Make a word-for-word copy of the entries below from their first line through the line with "Where can you spot the white rubber", and add nothing.
Input records section start
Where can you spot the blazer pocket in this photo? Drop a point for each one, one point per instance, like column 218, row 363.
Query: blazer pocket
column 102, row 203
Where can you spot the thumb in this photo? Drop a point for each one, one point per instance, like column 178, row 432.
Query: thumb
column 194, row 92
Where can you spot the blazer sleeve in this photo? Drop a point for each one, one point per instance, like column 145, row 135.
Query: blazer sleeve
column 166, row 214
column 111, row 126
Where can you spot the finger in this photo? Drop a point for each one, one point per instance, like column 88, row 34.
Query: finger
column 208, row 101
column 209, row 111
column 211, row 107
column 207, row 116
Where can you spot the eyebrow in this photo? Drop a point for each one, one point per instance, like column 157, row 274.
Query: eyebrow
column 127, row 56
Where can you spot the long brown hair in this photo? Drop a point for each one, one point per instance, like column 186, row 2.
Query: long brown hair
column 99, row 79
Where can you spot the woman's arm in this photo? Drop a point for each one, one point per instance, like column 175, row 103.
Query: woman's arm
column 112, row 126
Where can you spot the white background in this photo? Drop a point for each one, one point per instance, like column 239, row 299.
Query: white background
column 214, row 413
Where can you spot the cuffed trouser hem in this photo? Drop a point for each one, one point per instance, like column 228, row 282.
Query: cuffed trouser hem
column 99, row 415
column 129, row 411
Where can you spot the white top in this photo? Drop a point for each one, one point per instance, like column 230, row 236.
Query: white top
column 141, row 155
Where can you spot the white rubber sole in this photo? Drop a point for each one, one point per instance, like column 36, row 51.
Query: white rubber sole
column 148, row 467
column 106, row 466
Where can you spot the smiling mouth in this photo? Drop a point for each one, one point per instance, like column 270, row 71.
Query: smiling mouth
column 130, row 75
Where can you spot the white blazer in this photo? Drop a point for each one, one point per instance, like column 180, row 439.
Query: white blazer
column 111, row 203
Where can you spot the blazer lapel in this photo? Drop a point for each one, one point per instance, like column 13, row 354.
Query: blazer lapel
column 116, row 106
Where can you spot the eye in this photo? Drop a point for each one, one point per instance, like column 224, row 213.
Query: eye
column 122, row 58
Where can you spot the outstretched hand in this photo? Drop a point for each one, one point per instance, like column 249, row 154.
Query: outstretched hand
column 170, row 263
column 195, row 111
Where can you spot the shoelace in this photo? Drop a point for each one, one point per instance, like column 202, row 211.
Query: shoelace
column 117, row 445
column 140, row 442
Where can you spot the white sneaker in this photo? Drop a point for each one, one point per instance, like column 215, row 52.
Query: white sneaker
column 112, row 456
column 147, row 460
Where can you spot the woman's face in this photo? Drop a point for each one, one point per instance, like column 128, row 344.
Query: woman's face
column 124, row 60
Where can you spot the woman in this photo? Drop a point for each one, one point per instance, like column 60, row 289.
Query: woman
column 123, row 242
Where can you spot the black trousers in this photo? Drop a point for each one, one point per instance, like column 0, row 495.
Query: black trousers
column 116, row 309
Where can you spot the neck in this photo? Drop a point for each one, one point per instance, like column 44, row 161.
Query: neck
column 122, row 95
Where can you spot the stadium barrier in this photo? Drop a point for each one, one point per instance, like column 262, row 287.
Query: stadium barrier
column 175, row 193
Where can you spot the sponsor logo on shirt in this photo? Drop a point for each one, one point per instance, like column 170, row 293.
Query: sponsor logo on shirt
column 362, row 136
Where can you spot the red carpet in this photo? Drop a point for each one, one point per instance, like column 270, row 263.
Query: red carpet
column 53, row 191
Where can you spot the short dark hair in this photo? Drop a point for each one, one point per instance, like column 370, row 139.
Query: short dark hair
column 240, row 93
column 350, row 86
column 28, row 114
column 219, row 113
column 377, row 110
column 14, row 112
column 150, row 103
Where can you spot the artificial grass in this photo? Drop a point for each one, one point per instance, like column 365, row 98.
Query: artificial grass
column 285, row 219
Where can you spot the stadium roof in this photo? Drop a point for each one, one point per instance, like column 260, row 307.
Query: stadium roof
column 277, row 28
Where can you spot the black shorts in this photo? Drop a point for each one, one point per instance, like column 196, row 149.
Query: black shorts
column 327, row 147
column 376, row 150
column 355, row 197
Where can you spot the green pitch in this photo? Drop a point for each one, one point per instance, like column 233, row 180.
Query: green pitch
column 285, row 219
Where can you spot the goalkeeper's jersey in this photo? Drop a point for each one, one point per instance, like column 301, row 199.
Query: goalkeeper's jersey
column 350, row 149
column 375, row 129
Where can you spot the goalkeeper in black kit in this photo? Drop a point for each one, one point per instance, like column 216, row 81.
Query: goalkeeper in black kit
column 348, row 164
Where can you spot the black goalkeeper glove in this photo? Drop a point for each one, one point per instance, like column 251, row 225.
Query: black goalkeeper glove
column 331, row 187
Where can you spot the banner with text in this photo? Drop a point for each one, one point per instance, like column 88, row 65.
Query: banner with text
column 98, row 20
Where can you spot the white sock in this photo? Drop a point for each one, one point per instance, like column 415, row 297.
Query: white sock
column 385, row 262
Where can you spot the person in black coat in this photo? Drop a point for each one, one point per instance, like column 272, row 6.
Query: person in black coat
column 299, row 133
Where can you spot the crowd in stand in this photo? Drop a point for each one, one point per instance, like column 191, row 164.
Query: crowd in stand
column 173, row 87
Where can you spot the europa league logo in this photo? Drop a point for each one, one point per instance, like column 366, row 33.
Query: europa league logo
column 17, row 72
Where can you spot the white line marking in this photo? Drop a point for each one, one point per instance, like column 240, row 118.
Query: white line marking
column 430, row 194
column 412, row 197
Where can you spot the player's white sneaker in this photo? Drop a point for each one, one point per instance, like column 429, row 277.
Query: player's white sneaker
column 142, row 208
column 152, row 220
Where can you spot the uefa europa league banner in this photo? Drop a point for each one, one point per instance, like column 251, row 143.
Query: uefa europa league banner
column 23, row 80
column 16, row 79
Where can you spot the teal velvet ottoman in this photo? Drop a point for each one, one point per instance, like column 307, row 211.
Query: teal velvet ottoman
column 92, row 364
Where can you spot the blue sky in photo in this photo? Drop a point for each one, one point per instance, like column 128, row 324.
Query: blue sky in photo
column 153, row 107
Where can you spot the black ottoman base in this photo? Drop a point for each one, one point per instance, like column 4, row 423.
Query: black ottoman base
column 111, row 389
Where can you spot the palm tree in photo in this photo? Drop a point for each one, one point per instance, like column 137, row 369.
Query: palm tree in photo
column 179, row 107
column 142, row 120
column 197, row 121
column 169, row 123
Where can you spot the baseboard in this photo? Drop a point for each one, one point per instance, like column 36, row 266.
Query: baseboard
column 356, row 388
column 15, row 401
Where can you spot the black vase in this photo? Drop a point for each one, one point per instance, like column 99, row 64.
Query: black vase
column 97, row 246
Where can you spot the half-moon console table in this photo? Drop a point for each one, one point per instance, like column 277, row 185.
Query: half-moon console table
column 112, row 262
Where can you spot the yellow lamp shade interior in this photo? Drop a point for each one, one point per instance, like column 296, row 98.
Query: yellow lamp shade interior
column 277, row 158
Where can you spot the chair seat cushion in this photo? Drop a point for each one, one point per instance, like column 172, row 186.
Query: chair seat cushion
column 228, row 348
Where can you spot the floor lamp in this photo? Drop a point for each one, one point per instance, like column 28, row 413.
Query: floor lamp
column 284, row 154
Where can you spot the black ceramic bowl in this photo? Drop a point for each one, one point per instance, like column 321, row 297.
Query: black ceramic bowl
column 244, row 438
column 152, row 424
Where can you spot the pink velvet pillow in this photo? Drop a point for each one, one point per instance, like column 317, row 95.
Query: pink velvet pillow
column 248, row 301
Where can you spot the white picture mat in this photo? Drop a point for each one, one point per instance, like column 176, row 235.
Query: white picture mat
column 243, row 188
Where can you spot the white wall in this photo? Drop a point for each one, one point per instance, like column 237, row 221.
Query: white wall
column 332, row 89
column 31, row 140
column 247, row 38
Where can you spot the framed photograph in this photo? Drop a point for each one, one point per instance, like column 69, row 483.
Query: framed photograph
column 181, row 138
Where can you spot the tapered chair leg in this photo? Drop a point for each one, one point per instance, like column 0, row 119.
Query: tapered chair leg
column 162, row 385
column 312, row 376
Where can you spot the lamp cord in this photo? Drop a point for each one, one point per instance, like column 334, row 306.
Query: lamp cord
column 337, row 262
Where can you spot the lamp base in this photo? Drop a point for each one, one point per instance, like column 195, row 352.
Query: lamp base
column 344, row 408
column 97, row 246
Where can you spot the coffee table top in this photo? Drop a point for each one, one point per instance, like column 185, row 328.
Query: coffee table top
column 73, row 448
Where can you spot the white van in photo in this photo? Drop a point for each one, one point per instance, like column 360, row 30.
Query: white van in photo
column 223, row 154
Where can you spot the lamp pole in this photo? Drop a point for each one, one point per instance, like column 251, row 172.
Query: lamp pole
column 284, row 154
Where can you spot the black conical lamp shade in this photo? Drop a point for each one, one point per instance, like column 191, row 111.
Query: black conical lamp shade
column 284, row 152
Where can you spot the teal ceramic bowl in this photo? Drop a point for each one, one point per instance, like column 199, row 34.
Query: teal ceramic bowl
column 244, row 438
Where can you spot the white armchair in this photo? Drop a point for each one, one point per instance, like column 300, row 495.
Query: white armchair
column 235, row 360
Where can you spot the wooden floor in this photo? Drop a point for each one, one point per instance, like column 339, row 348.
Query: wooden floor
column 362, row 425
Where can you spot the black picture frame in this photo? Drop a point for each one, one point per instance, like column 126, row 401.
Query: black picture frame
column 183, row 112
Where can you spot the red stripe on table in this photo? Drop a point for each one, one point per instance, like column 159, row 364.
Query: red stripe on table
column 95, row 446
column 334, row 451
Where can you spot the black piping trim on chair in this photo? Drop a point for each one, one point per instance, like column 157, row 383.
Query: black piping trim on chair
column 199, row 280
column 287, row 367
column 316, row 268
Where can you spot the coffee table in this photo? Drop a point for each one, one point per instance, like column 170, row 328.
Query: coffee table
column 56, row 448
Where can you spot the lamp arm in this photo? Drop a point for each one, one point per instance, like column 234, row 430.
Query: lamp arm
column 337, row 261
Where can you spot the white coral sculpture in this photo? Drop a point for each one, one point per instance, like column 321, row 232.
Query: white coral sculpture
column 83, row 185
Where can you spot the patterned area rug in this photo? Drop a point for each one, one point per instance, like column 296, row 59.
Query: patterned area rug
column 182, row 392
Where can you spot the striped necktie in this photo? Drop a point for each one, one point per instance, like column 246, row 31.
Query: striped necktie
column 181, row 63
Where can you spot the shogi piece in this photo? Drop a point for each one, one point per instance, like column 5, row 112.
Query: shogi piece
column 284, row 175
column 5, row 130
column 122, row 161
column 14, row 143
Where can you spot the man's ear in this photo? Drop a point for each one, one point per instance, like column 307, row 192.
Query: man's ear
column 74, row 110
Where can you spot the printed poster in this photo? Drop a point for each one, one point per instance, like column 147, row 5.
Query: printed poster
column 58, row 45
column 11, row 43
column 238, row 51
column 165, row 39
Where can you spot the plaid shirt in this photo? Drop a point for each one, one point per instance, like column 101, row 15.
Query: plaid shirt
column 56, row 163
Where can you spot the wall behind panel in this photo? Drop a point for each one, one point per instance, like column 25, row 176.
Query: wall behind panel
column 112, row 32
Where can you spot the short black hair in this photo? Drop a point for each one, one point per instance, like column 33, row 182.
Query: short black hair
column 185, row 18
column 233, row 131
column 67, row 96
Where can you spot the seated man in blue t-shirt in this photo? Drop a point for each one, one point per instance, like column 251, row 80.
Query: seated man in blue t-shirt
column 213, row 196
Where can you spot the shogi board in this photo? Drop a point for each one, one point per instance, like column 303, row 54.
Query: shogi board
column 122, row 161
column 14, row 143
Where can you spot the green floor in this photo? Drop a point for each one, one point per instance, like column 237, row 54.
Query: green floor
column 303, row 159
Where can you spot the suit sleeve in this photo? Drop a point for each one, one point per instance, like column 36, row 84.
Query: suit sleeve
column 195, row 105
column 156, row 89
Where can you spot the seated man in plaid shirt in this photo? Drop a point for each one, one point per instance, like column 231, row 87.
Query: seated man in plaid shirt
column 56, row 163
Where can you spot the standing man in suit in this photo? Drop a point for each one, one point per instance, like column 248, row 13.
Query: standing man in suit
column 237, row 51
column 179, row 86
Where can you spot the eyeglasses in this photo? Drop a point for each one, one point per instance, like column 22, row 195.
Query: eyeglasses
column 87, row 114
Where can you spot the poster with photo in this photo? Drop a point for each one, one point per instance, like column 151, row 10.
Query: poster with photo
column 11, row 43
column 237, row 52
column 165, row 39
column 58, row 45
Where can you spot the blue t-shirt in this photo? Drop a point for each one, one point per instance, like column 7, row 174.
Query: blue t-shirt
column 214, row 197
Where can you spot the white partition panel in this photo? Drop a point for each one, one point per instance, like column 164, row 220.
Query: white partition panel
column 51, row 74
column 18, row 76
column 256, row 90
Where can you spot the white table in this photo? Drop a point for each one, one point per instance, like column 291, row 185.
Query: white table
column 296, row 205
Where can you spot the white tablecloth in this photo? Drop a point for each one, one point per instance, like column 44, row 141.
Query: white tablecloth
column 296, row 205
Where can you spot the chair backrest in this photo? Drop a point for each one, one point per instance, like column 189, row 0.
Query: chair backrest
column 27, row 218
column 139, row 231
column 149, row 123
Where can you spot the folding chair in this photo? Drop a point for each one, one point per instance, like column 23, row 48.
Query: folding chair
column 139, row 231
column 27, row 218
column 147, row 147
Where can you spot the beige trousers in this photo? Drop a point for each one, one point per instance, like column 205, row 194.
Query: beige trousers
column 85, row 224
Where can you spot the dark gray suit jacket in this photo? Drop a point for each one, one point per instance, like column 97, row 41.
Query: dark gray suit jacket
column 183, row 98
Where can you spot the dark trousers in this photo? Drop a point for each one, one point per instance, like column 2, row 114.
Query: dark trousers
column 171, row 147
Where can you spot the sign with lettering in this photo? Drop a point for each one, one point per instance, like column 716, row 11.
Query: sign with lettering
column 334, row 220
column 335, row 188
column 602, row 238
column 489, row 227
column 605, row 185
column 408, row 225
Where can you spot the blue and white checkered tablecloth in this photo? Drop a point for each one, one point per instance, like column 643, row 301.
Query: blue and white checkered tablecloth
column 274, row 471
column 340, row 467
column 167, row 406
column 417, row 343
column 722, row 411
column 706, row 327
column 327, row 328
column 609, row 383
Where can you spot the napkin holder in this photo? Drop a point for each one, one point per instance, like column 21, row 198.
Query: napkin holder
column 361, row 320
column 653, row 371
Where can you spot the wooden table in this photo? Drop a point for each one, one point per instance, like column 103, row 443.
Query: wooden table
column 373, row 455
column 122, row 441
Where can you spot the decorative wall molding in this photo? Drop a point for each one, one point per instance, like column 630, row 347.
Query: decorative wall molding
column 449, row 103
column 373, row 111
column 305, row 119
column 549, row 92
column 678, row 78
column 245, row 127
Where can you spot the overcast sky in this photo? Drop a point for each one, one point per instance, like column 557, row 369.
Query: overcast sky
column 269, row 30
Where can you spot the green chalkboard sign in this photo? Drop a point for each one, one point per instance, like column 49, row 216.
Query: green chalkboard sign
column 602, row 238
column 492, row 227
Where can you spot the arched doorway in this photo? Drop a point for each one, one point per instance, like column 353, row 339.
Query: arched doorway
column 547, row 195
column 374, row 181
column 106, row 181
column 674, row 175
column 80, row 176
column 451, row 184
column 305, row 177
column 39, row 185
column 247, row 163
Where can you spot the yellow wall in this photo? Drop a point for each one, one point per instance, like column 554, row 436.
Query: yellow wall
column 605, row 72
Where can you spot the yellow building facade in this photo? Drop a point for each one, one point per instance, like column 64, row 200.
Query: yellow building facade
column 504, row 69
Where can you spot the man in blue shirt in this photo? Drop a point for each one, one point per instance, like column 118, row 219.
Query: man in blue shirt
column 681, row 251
Input records section end
*Result below:*
Where can you spot the blazer pocket in this photo? Drop a point for each one, one point per instance, like column 218, row 363.
Query: blazer pocket
column 102, row 203
Where can you spot the thumb in this photo? Drop a point for each one, one point per instance, like column 178, row 432.
Query: thumb
column 194, row 92
Where can you spot the blazer sleeve in this photo? Drop a point for each one, one point per instance, like column 145, row 135.
Query: blazer sleeve
column 166, row 214
column 111, row 126
Where can you spot the finger in this photo? Drop a point for each one, one point per instance, like column 88, row 34.
Query: finger
column 208, row 101
column 209, row 111
column 211, row 107
column 207, row 116
Where can you spot the eyebrow in this photo? Drop a point for each one, one point per instance, like column 157, row 274.
Query: eyebrow
column 127, row 56
Where can you spot the long brown hair in this photo? Drop a point for each one, one point per instance, like column 186, row 2.
Query: long brown hair
column 99, row 79
Where can you spot the woman's arm in this photo? Drop a point for each one, one point per instance, like column 175, row 103.
Query: woman's arm
column 112, row 126
Where can you spot the white background in this photo? Drop a point for each one, one point per instance, like column 239, row 299.
Query: white background
column 214, row 413
Where can you spot the cuffed trouser hem in this photo? Drop a point for each one, one point per instance, like column 228, row 282.
Query: cuffed trouser hem
column 99, row 415
column 129, row 411
Where can you spot the white top in this photo? Drop a point for each one, one point per instance, like column 230, row 236.
Query: white top
column 141, row 155
Where can you spot the white rubber sole in this photo? Drop a point for each one, one point per instance, like column 36, row 51.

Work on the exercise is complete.